[Work to complete]
Everything from the line containing "Query: fingers" to the end of the records must be restated word for word, and nothing else.

[Raw data]
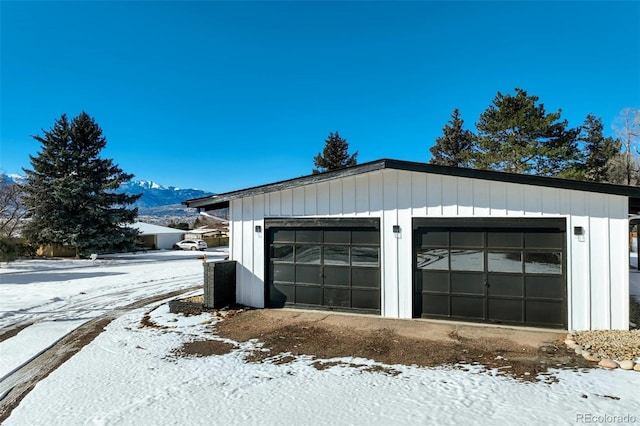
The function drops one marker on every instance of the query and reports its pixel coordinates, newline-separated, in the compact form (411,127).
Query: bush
(634,311)
(8,250)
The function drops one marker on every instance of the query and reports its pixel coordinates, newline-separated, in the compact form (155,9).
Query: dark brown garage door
(510,271)
(330,263)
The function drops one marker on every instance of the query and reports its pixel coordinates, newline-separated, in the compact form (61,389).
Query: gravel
(612,344)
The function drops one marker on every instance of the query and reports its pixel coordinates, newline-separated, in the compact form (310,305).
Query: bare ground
(525,354)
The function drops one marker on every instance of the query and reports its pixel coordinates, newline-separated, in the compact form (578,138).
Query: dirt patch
(517,353)
(12,331)
(23,380)
(200,348)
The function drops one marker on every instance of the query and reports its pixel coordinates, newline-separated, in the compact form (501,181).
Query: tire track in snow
(39,313)
(17,384)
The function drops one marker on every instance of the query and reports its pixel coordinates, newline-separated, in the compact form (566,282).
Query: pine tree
(599,151)
(70,193)
(335,155)
(454,147)
(515,134)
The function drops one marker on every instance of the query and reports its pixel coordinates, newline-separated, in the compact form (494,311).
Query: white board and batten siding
(597,262)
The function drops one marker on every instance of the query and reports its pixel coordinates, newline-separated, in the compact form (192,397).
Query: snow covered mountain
(156,195)
(157,200)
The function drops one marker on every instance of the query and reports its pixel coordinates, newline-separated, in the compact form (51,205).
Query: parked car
(190,245)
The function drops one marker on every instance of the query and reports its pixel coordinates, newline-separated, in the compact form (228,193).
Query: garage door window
(306,253)
(365,256)
(543,263)
(336,255)
(467,260)
(334,267)
(504,261)
(496,270)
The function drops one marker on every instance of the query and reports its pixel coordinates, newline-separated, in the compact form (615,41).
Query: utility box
(219,284)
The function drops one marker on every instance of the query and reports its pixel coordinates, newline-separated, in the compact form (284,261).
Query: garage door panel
(283,272)
(282,235)
(435,259)
(308,253)
(365,236)
(308,295)
(467,283)
(467,260)
(434,281)
(543,263)
(498,270)
(544,312)
(505,310)
(365,277)
(467,239)
(336,255)
(280,294)
(336,276)
(509,285)
(337,297)
(435,305)
(282,252)
(544,240)
(505,261)
(544,287)
(467,307)
(434,238)
(324,265)
(308,274)
(365,299)
(504,239)
(308,236)
(337,237)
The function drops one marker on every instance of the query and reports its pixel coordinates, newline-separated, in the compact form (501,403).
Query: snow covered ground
(130,375)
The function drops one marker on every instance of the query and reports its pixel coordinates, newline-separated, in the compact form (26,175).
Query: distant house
(203,233)
(405,240)
(157,237)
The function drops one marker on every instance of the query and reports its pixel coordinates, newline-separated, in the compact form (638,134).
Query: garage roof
(222,200)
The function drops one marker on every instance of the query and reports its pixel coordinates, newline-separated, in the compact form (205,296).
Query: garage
(329,264)
(411,240)
(510,271)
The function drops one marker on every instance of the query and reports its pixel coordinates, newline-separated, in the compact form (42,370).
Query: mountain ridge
(155,197)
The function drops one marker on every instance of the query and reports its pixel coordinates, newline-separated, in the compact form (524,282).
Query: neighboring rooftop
(222,200)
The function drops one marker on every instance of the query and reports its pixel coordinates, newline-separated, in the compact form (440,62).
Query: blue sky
(226,95)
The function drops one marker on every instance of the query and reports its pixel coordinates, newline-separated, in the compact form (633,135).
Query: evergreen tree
(599,151)
(628,129)
(515,134)
(335,155)
(455,145)
(70,193)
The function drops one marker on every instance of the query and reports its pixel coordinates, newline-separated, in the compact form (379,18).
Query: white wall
(597,267)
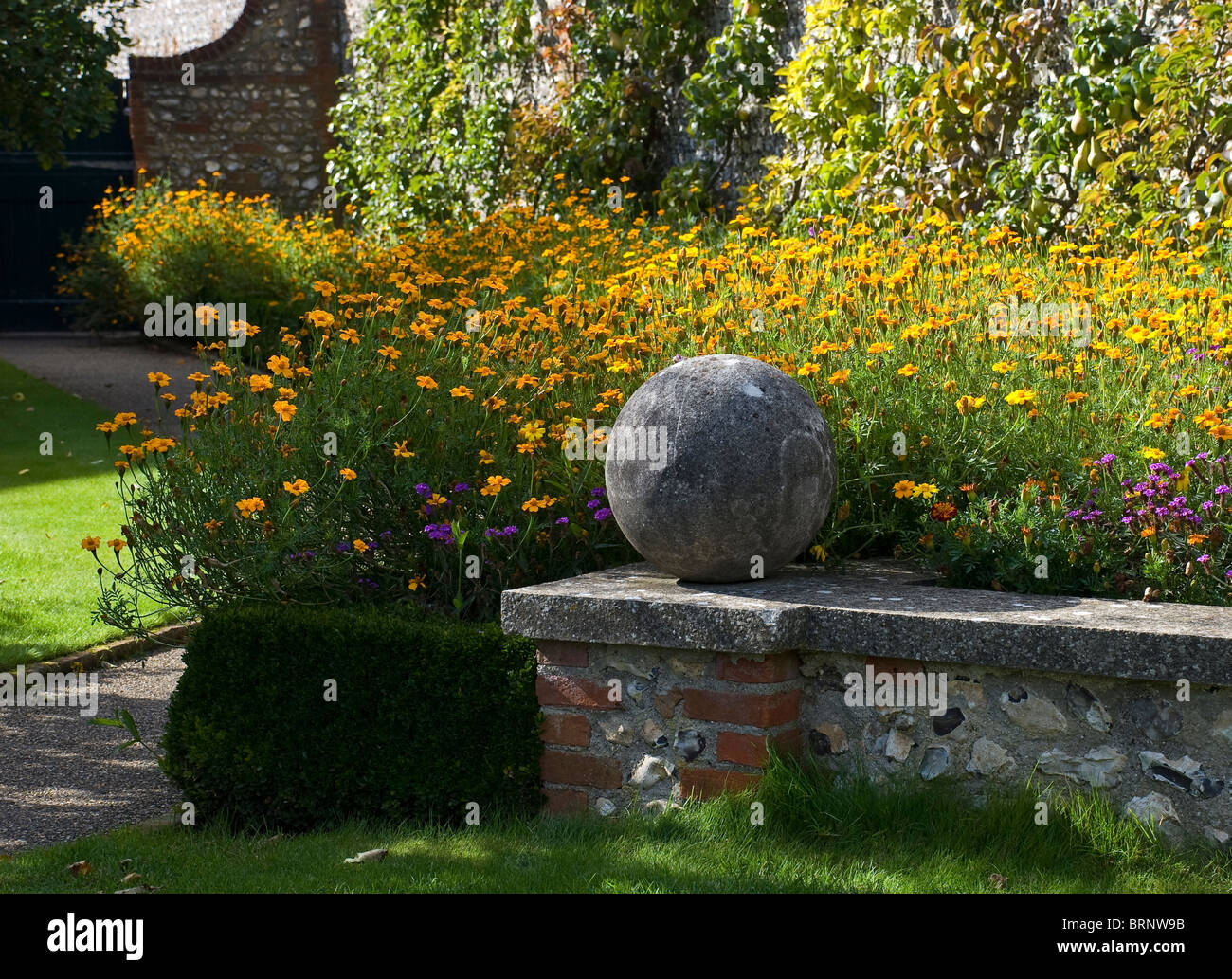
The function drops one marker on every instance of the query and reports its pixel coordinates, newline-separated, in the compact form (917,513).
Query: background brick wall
(258,111)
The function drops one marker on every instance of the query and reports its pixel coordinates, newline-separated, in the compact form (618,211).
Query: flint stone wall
(258,112)
(1076,692)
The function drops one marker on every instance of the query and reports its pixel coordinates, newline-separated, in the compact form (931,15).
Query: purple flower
(439,532)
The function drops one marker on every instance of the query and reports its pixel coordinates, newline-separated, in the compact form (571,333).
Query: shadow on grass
(821,833)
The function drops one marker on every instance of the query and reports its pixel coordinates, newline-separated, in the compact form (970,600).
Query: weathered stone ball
(719,468)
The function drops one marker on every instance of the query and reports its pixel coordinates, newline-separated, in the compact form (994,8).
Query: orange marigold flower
(250,506)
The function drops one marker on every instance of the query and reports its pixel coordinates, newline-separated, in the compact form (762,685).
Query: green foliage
(429,716)
(424,122)
(54,82)
(462,106)
(1010,114)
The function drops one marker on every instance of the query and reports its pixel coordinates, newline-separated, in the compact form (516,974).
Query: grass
(47,504)
(821,834)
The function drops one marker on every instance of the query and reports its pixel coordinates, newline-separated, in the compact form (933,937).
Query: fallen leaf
(369,856)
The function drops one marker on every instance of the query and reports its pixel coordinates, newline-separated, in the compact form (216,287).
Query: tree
(54,82)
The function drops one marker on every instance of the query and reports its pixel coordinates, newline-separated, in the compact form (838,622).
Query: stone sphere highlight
(719,468)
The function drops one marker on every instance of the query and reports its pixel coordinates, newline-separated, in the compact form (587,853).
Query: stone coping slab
(879,608)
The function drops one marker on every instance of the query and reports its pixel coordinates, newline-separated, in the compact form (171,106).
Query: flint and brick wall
(258,112)
(651,724)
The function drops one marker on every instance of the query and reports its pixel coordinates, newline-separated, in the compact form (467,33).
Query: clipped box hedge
(430,715)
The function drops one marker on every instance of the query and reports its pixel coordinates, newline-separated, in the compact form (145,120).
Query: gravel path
(62,777)
(109,370)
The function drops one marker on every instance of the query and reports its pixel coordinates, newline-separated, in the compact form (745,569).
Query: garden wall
(257,110)
(654,690)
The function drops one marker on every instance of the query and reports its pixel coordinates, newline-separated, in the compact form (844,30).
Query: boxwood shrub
(430,715)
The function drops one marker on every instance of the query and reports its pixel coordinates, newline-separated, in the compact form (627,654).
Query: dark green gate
(31,235)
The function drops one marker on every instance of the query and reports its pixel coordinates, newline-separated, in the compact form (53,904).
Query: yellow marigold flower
(250,506)
(903,488)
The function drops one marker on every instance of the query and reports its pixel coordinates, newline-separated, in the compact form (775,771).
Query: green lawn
(818,835)
(47,505)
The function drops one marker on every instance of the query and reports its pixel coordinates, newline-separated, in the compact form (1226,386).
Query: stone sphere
(719,468)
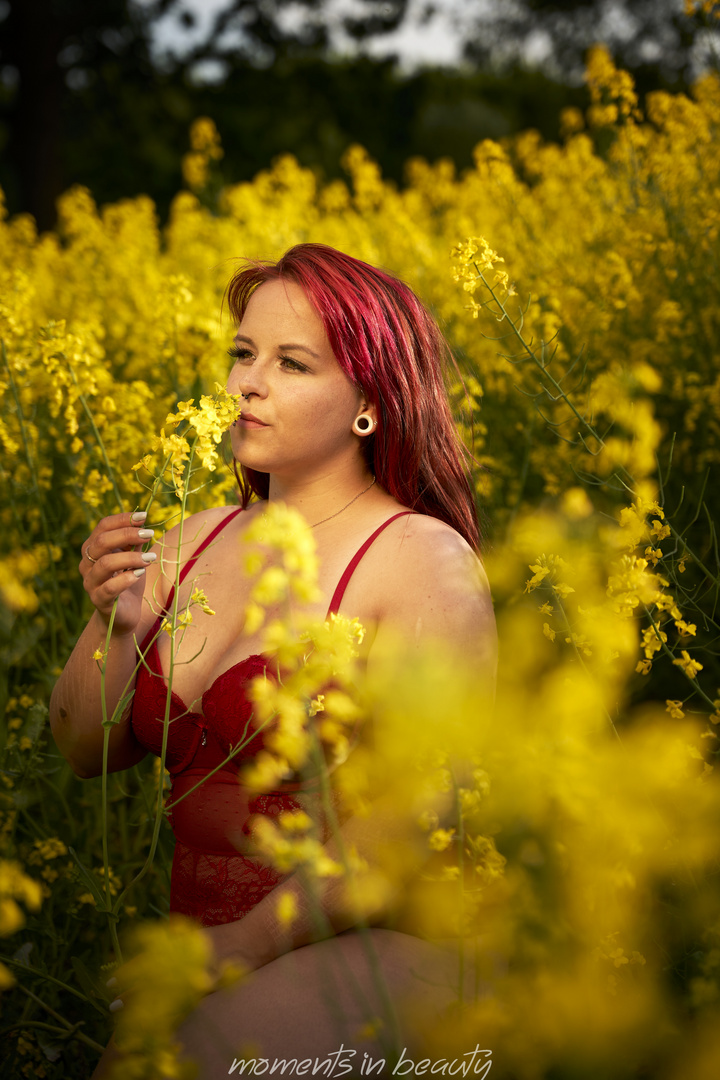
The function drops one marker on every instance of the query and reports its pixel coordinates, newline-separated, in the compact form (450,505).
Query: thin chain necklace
(345,505)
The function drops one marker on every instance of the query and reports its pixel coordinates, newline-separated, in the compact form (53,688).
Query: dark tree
(650,37)
(71,67)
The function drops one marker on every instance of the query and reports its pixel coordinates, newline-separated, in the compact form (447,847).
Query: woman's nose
(245,381)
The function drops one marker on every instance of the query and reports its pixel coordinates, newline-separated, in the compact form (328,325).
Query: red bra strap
(200,549)
(350,569)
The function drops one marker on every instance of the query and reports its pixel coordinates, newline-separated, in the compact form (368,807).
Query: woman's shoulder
(422,541)
(424,556)
(195,527)
(432,586)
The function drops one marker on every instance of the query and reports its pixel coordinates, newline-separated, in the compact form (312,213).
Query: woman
(344,417)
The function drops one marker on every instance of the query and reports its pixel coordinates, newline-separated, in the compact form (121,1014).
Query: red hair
(390,347)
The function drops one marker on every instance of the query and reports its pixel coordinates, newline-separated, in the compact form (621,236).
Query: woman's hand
(112,566)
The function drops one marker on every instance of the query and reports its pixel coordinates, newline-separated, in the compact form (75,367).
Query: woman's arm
(76,705)
(435,598)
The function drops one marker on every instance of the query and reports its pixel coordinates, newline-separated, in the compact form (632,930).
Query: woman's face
(300,408)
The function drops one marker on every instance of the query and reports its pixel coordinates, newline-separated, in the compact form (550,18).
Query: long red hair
(390,347)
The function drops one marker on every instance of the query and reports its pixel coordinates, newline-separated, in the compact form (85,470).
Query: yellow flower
(439,839)
(689,665)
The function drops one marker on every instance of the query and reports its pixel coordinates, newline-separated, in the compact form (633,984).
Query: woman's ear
(366,421)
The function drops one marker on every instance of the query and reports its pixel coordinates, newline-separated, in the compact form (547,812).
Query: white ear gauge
(364,423)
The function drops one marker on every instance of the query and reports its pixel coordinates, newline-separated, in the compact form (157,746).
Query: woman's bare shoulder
(435,589)
(193,529)
(429,561)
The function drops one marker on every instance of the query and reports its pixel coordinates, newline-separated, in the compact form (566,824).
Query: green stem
(40,500)
(168,697)
(669,652)
(70,1030)
(98,439)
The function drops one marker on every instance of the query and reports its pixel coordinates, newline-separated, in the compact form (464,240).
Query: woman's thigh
(351,1000)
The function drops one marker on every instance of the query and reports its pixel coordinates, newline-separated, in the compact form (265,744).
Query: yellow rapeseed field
(581,293)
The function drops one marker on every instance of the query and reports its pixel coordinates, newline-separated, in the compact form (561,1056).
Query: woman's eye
(238,353)
(293,365)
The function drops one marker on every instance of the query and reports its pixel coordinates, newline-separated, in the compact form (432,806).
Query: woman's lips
(247,420)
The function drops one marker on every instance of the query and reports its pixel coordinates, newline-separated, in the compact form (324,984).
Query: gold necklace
(345,505)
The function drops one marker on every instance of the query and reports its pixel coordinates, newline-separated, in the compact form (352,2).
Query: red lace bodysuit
(212,880)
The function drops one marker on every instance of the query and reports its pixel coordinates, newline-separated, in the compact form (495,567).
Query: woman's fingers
(119,531)
(112,564)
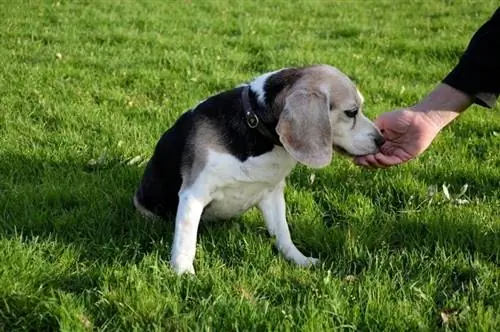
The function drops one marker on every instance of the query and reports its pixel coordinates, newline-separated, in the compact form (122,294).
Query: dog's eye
(351,113)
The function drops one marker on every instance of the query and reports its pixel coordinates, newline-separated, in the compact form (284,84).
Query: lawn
(86,90)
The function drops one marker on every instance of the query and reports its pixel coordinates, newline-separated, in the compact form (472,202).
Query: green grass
(85,88)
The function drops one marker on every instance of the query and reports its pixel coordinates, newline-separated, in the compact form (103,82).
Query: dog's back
(158,192)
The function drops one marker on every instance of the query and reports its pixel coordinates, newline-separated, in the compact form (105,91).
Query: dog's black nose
(379,140)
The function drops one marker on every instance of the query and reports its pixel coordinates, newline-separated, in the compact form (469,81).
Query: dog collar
(253,120)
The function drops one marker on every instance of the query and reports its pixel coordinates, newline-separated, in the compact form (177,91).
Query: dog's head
(320,110)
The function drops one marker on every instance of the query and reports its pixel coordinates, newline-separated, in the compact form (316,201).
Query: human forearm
(443,104)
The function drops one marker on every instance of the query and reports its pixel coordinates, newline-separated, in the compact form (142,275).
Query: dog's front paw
(307,261)
(182,267)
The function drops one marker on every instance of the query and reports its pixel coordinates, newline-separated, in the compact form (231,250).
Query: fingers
(378,160)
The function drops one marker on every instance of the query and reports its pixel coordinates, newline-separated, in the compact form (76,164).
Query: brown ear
(304,128)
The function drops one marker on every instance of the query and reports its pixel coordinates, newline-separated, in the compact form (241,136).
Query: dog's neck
(258,117)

[Finished exercise]
Query: fingers
(378,160)
The function drops one marker on every instance of the query and reports its pixel coordinates, newline-separated, in the compact form (76,164).
Query: brown ear
(304,128)
The function drops one marker on every instance of the query and reports its pixel coordinates, newline-separated, in the compact form (241,136).
Query: dog's neck
(258,117)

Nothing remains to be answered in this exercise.